(画像位置ラベリングの項目)
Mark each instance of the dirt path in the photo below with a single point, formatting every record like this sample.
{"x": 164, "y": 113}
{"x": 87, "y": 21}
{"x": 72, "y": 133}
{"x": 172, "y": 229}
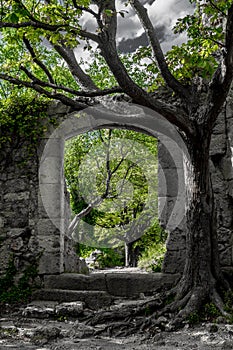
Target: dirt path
{"x": 31, "y": 334}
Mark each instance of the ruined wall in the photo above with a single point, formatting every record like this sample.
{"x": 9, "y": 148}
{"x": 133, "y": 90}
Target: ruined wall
{"x": 28, "y": 233}
{"x": 221, "y": 165}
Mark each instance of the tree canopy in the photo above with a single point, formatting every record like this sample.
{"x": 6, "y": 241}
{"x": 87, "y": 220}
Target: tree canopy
{"x": 188, "y": 86}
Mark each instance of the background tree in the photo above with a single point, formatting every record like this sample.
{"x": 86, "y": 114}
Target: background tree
{"x": 200, "y": 93}
{"x": 122, "y": 171}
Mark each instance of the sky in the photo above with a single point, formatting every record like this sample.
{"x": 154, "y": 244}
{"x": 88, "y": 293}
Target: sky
{"x": 163, "y": 14}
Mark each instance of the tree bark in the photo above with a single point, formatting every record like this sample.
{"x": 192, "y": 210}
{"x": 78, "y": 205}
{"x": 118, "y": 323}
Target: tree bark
{"x": 202, "y": 274}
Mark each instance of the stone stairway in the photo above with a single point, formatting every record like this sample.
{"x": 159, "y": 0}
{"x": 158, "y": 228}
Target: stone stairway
{"x": 99, "y": 290}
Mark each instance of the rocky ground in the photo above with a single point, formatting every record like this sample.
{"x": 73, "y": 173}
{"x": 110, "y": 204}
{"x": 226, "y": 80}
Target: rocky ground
{"x": 49, "y": 325}
{"x": 53, "y": 326}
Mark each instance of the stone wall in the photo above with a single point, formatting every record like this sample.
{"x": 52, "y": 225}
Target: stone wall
{"x": 221, "y": 164}
{"x": 29, "y": 233}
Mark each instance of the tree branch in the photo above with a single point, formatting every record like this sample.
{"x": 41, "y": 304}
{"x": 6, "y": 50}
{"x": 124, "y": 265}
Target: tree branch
{"x": 79, "y": 75}
{"x": 170, "y": 80}
{"x": 223, "y": 76}
{"x": 41, "y": 83}
{"x": 55, "y": 96}
{"x": 217, "y": 8}
{"x": 37, "y": 61}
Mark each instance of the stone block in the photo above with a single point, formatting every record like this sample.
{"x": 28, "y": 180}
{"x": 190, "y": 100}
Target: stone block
{"x": 2, "y": 222}
{"x": 92, "y": 299}
{"x": 51, "y": 170}
{"x": 51, "y": 244}
{"x": 17, "y": 196}
{"x": 170, "y": 182}
{"x": 50, "y": 263}
{"x": 72, "y": 309}
{"x": 51, "y": 147}
{"x": 74, "y": 281}
{"x": 48, "y": 227}
{"x": 170, "y": 155}
{"x": 128, "y": 285}
{"x": 172, "y": 212}
{"x": 52, "y": 197}
{"x": 174, "y": 261}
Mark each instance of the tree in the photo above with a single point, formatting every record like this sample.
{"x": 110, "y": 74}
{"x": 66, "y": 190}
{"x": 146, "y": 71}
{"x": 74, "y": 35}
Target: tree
{"x": 201, "y": 93}
{"x": 114, "y": 166}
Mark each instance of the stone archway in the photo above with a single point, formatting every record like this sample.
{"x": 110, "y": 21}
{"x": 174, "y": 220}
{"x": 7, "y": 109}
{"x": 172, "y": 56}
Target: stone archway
{"x": 53, "y": 195}
{"x": 27, "y": 232}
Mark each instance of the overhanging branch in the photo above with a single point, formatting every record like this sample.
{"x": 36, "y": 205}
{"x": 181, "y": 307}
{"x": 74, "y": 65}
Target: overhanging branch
{"x": 222, "y": 79}
{"x": 79, "y": 75}
{"x": 170, "y": 80}
{"x": 37, "y": 61}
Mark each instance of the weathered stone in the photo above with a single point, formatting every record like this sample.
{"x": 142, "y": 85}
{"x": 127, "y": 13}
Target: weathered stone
{"x": 93, "y": 299}
{"x": 72, "y": 309}
{"x": 26, "y": 202}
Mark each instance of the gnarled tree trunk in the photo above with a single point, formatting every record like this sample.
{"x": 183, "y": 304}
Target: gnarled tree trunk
{"x": 202, "y": 274}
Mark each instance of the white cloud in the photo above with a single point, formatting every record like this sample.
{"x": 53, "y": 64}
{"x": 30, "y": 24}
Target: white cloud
{"x": 163, "y": 13}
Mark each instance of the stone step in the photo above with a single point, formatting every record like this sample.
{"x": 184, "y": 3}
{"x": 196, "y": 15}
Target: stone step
{"x": 115, "y": 284}
{"x": 93, "y": 299}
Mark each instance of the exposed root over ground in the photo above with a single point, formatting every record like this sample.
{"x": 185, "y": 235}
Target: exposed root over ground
{"x": 158, "y": 312}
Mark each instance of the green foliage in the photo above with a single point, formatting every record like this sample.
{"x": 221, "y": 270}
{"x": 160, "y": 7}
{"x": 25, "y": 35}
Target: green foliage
{"x": 12, "y": 292}
{"x": 22, "y": 118}
{"x": 109, "y": 258}
{"x": 104, "y": 215}
{"x": 152, "y": 257}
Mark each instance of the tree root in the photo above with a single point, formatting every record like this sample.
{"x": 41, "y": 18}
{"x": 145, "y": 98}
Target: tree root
{"x": 153, "y": 314}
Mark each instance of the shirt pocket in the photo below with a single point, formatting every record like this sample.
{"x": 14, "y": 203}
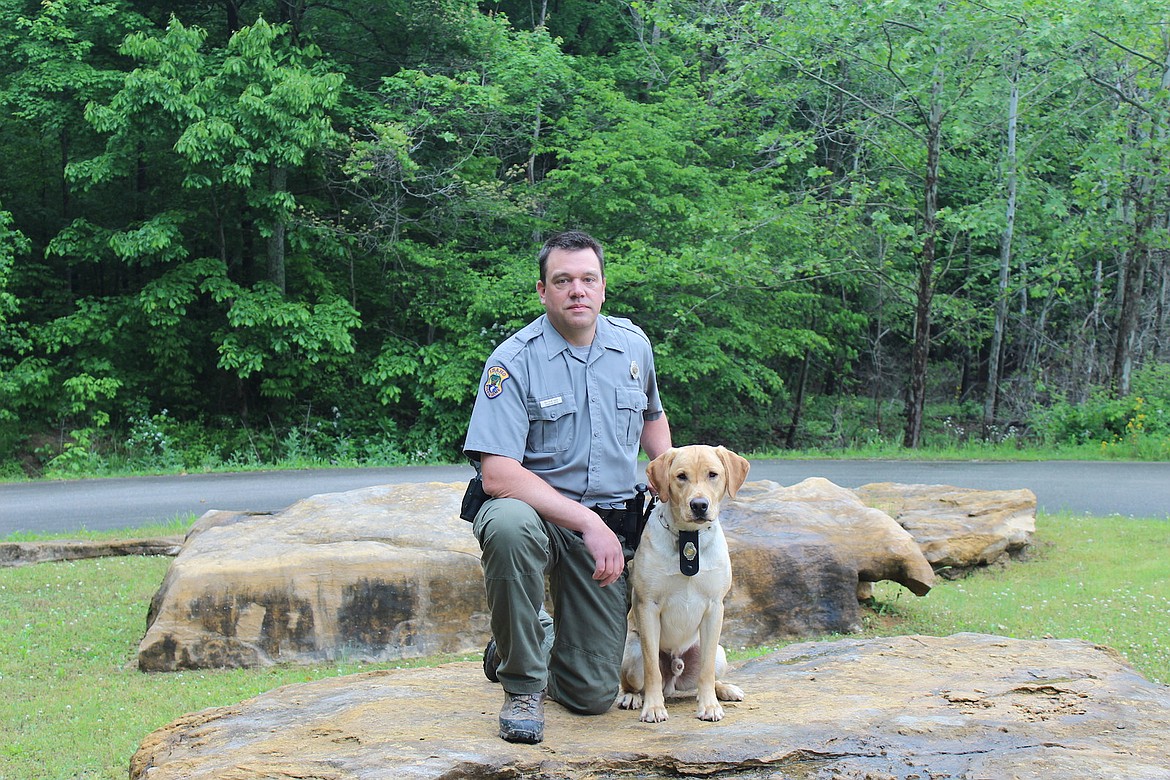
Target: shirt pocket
{"x": 550, "y": 422}
{"x": 632, "y": 402}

問題の詳細 = 上の項目をすべて、一行ずつMarkdownの表に書き直してほしい。列名は「番号」と「内容」とし、「番号」には行番号を、「内容」にはその行を入れる。空行は除き、画像は回答に含めない。

正しい結果 =
| 番号 | 内容 |
|---|---|
| 1 | Mark each instance of the dirt path in the photo below with a single point, formatting every record like this sample. |
| 2 | {"x": 164, "y": 113} |
| 3 | {"x": 87, "y": 21} |
| 4 | {"x": 72, "y": 133} |
| 5 | {"x": 172, "y": 229} |
| 6 | Target: dirt path |
| 7 | {"x": 31, "y": 334} |
| 8 | Mark each instance of the ruined wall in the photo above with a single point, formatting every record like this sample. |
| 9 | {"x": 9, "y": 148} |
| 10 | {"x": 133, "y": 90} |
| 11 | Target: ruined wall |
| 12 | {"x": 28, "y": 233} |
| 13 | {"x": 221, "y": 165} |
| 14 | Mark each instance of the tree canopy in the photo above with a single point, formatting every record like this sample. |
| 15 | {"x": 6, "y": 241} |
| 16 | {"x": 87, "y": 220} |
| 17 | Target: tree canopy |
| 18 | {"x": 188, "y": 86} |
| 19 | Mark each instance of the background tree in the photo above with a single point, formatting every record like this sample. |
| 20 | {"x": 86, "y": 114} |
| 21 | Target: background tree |
| 22 | {"x": 200, "y": 93} |
| 23 | {"x": 122, "y": 171} |
| 24 | Mark each instance of the sky in the photo above with a single point, formatting every record like this sample. |
| 25 | {"x": 154, "y": 244} |
| 26 | {"x": 88, "y": 293} |
| 27 | Target: sky |
| 28 | {"x": 163, "y": 14} |
| 29 | Mark each instance of the tree bark in the photo above with a single point, formatting every record like this sample. |
| 30 | {"x": 192, "y": 210} |
| 31 | {"x": 78, "y": 205} |
| 32 | {"x": 118, "y": 323} |
| 33 | Target: tree bark |
| 34 | {"x": 202, "y": 274} |
| 35 | Mark each instance of the stone stairway in the photo above with a single point, formatting every record like this sample. |
| 36 | {"x": 159, "y": 0} |
| 37 | {"x": 158, "y": 228} |
| 38 | Target: stone stairway |
| 39 | {"x": 99, "y": 290} |
| 40 | Mark each instance of the rocky ground in the photo above with a single point, formatting every record like this sample. |
| 41 | {"x": 73, "y": 173} |
| 42 | {"x": 110, "y": 204} |
| 43 | {"x": 226, "y": 80} |
| 44 | Target: rocky ground |
| 45 | {"x": 49, "y": 325} |
| 46 | {"x": 53, "y": 326} |
| 47 | Mark each instance of the stone wall in the photo above with a single point, formatting every record like this sample. |
| 48 | {"x": 52, "y": 225} |
| 49 | Target: stone wall |
| 50 | {"x": 221, "y": 164} |
| 51 | {"x": 29, "y": 233} |
| 52 | Mark each instance of the tree branch in the photo above with a single point, formatting every record like this sample. |
| 53 | {"x": 41, "y": 304} |
| 54 | {"x": 6, "y": 50} |
| 55 | {"x": 124, "y": 265} |
| 56 | Target: tree branch |
| 57 | {"x": 79, "y": 75} |
| 58 | {"x": 170, "y": 80} |
| 59 | {"x": 223, "y": 76} |
| 60 | {"x": 41, "y": 83} |
| 61 | {"x": 55, "y": 96} |
| 62 | {"x": 217, "y": 8} |
| 63 | {"x": 37, "y": 61} |
| 64 | Mark each instance of the stone block in the photo above with a single point, formatting every record like this sample. |
| 65 | {"x": 28, "y": 180} |
| 66 | {"x": 190, "y": 100} |
| 67 | Target: stone block |
| 68 | {"x": 2, "y": 222} |
| 69 | {"x": 92, "y": 299} |
| 70 | {"x": 51, "y": 170} |
| 71 | {"x": 51, "y": 244} |
| 72 | {"x": 17, "y": 196} |
| 73 | {"x": 170, "y": 182} |
| 74 | {"x": 50, "y": 263} |
| 75 | {"x": 72, "y": 309} |
| 76 | {"x": 51, "y": 147} |
| 77 | {"x": 74, "y": 281} |
| 78 | {"x": 48, "y": 227} |
| 79 | {"x": 170, "y": 155} |
| 80 | {"x": 128, "y": 285} |
| 81 | {"x": 172, "y": 212} |
| 82 | {"x": 52, "y": 197} |
| 83 | {"x": 174, "y": 261} |
| 84 | Mark each instance of the tree in the photo above with a single point, formatting every record like this sample. |
| 85 | {"x": 110, "y": 74} |
| 86 | {"x": 66, "y": 190} |
| 87 | {"x": 146, "y": 71} |
| 88 | {"x": 74, "y": 35} |
| 89 | Target: tree |
| 90 | {"x": 201, "y": 93} |
| 91 | {"x": 114, "y": 166} |
| 92 | Mark each instance of the stone archway in the photo above with a single point, formatting every record like this sample. |
| 93 | {"x": 110, "y": 21} |
| 94 | {"x": 174, "y": 220} |
| 95 | {"x": 7, "y": 109} |
| 96 | {"x": 172, "y": 56} |
| 97 | Target: stone archway |
| 98 | {"x": 53, "y": 195} |
| 99 | {"x": 27, "y": 232} |
| 100 | Mark each instance of the overhanging branch in the photo above with a single point, formatting every record like this sample. |
| 101 | {"x": 36, "y": 205} |
| 102 | {"x": 181, "y": 307} |
| 103 | {"x": 74, "y": 65} |
| 104 | Target: overhanging branch |
| 105 | {"x": 222, "y": 79} |
| 106 | {"x": 79, "y": 75} |
| 107 | {"x": 170, "y": 80} |
| 108 | {"x": 37, "y": 61} |
| 109 | Mark each instance of the weathered stone in the photo above with a single point, formatting every record like this sample. |
| 110 | {"x": 142, "y": 85} |
| 111 | {"x": 127, "y": 13} |
| 112 | Target: weathered stone |
| 113 | {"x": 93, "y": 299} |
| 114 | {"x": 72, "y": 309} |
| 115 | {"x": 26, "y": 202} |
| 116 | Mark each instance of the gnarled tree trunk in the photo above with a single point, formatting every record like this sample. |
| 117 | {"x": 183, "y": 304} |
| 118 | Target: gnarled tree trunk |
| 119 | {"x": 202, "y": 274} |
| 120 | Mark each instance of the white cloud in the photo above with a single point, formatting every record like this sample. |
| 121 | {"x": 53, "y": 64} |
| 122 | {"x": 30, "y": 24} |
| 123 | Target: white cloud |
| 124 | {"x": 163, "y": 13} |
| 125 | Mark each instance of the stone step in the photo above with a single point, formatting every record like this sample. |
| 126 | {"x": 184, "y": 3} |
| 127 | {"x": 196, "y": 15} |
| 128 | Target: stone step |
| 129 | {"x": 115, "y": 284} |
| 130 | {"x": 93, "y": 299} |
| 131 | Mark each instance of the exposed root over ground in the photo above with a single point, formatting every record like this sample. |
| 132 | {"x": 185, "y": 235} |
| 133 | Target: exposed root over ground |
| 134 | {"x": 158, "y": 312} |
| 135 | Mark each instance of the green foliage in the photo above with a single point, formatting every record like this sample. |
| 136 | {"x": 221, "y": 270} |
| 137 | {"x": 160, "y": 7} |
| 138 | {"x": 25, "y": 35} |
| 139 | Target: green foliage |
| 140 | {"x": 12, "y": 292} |
| 141 | {"x": 22, "y": 118} |
| 142 | {"x": 109, "y": 258} |
| 143 | {"x": 104, "y": 215} |
| 144 | {"x": 152, "y": 257} |
| 145 | Mark each instance of the tree root in the photo above with a single point, formatting every record like this sample. |
| 146 | {"x": 41, "y": 18} |
| 147 | {"x": 145, "y": 98} |
| 148 | Target: tree root |
| 149 | {"x": 153, "y": 314} |
| 150 | Mark each instance of the shirt pocket in the photo below with a single point, formatting every record like this sample. |
| 151 | {"x": 14, "y": 203} |
| 152 | Target: shirt pocket |
| 153 | {"x": 550, "y": 422} |
| 154 | {"x": 632, "y": 402} |